**给定记录**
##########

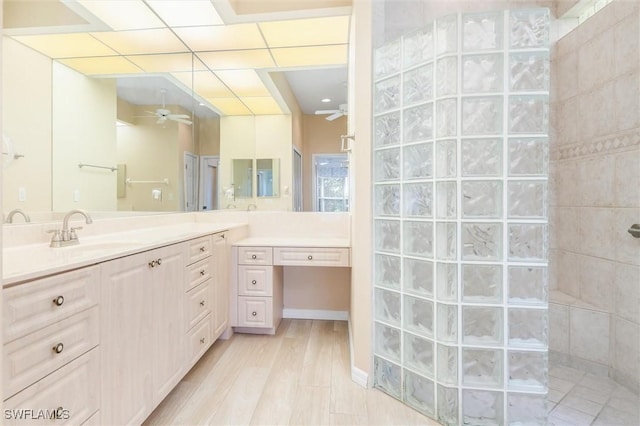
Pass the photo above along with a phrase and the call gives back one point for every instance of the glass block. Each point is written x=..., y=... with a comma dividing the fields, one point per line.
x=482, y=31
x=418, y=277
x=529, y=28
x=529, y=114
x=527, y=242
x=387, y=271
x=418, y=199
x=482, y=408
x=447, y=405
x=481, y=157
x=418, y=85
x=481, y=241
x=528, y=370
x=526, y=409
x=447, y=370
x=447, y=76
x=527, y=285
x=482, y=367
x=447, y=323
x=387, y=200
x=418, y=47
x=386, y=94
x=446, y=159
x=529, y=71
x=528, y=328
x=446, y=200
x=418, y=316
x=387, y=129
x=387, y=376
x=418, y=239
x=387, y=342
x=447, y=34
x=528, y=157
x=418, y=354
x=527, y=198
x=387, y=164
x=387, y=235
x=418, y=161
x=447, y=282
x=482, y=283
x=481, y=199
x=446, y=241
x=482, y=73
x=482, y=325
x=388, y=306
x=419, y=392
x=446, y=117
x=482, y=115
x=418, y=123
x=386, y=59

##########

**任务说明**
把上面所有记录一字不改地照抄一遍，图片不用抄进去。

**任务回答**
Pass the photo above along with a phrase and the call gives back one point for every instance of the glass block. Each point is written x=..., y=... with a comma dividing the fields, one point per line.
x=482, y=31
x=418, y=277
x=529, y=28
x=529, y=114
x=527, y=242
x=387, y=271
x=418, y=199
x=482, y=408
x=447, y=405
x=481, y=157
x=418, y=85
x=481, y=241
x=528, y=370
x=526, y=409
x=447, y=370
x=447, y=76
x=527, y=285
x=482, y=367
x=447, y=323
x=387, y=200
x=418, y=47
x=386, y=94
x=446, y=159
x=529, y=71
x=528, y=328
x=446, y=200
x=418, y=316
x=387, y=129
x=387, y=376
x=418, y=239
x=387, y=342
x=447, y=34
x=528, y=157
x=418, y=354
x=527, y=198
x=387, y=164
x=387, y=235
x=418, y=161
x=447, y=282
x=482, y=283
x=481, y=199
x=446, y=241
x=482, y=73
x=482, y=325
x=388, y=306
x=419, y=392
x=446, y=117
x=482, y=115
x=418, y=123
x=386, y=59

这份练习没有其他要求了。